= Beginning of Section =
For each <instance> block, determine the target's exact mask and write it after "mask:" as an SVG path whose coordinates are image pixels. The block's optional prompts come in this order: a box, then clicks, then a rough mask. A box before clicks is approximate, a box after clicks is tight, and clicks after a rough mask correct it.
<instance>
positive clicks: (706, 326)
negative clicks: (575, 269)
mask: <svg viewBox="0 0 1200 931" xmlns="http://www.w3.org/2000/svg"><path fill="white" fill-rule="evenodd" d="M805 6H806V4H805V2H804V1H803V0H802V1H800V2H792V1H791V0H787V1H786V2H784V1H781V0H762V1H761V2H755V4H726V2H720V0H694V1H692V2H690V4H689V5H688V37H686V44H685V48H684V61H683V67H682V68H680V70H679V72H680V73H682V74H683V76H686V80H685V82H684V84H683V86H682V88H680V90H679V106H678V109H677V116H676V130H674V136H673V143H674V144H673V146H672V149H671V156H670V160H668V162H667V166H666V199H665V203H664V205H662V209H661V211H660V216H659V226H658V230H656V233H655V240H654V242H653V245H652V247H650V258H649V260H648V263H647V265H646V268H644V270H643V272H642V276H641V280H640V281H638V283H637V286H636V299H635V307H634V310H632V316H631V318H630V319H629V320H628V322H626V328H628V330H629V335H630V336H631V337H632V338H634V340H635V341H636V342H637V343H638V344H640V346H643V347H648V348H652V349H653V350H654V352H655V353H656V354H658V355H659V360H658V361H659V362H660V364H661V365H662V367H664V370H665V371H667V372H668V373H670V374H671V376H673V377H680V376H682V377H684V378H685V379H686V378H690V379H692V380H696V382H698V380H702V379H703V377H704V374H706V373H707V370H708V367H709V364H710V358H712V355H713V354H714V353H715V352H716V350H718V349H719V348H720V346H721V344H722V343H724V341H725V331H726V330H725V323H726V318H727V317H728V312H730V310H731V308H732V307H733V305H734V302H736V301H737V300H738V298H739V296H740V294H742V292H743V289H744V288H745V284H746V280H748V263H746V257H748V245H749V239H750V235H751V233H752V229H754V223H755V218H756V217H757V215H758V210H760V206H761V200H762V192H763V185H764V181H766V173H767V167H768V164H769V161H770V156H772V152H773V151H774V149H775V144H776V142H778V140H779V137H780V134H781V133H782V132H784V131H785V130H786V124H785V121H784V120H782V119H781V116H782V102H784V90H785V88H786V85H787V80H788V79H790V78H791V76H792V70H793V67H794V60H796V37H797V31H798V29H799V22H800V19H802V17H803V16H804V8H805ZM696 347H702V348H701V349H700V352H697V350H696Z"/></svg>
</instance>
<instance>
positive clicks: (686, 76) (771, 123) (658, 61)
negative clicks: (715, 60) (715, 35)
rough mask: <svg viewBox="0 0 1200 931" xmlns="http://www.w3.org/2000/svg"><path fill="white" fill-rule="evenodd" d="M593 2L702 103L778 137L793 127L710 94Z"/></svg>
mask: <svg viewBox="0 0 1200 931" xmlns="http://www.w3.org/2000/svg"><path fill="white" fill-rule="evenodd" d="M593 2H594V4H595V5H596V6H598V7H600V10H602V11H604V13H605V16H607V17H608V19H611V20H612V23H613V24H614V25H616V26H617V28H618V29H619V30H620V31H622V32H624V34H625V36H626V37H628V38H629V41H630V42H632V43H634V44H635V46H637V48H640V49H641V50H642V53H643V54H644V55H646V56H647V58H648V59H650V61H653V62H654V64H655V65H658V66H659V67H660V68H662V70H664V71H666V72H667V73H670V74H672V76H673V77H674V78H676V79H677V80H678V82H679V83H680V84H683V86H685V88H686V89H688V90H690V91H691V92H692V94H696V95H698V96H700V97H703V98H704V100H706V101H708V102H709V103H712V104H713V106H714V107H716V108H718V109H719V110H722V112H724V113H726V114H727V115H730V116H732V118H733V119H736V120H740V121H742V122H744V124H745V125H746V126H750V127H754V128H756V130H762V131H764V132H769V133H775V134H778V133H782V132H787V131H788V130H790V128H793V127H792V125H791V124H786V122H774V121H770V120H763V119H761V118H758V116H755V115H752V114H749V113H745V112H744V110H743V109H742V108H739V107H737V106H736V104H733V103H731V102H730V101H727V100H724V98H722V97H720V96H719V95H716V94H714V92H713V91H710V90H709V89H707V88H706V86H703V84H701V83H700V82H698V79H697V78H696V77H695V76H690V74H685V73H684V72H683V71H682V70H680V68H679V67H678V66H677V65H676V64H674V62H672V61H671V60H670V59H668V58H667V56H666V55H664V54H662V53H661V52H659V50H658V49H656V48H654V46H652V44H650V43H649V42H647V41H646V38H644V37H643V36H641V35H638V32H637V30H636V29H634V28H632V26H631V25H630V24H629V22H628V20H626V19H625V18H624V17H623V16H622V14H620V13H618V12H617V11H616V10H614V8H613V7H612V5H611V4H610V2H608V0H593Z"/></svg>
= End of Section =
## Exercise objective
Your answer should consist only of the lines above between the line holding "</instance>" and the line holding "negative clicks: (715, 60) (715, 35)", inclusive, each transcribed exactly.

## Exercise result
</instance>
<instance>
positive clicks: (686, 76) (771, 123) (658, 61)
negative clicks: (715, 60) (715, 35)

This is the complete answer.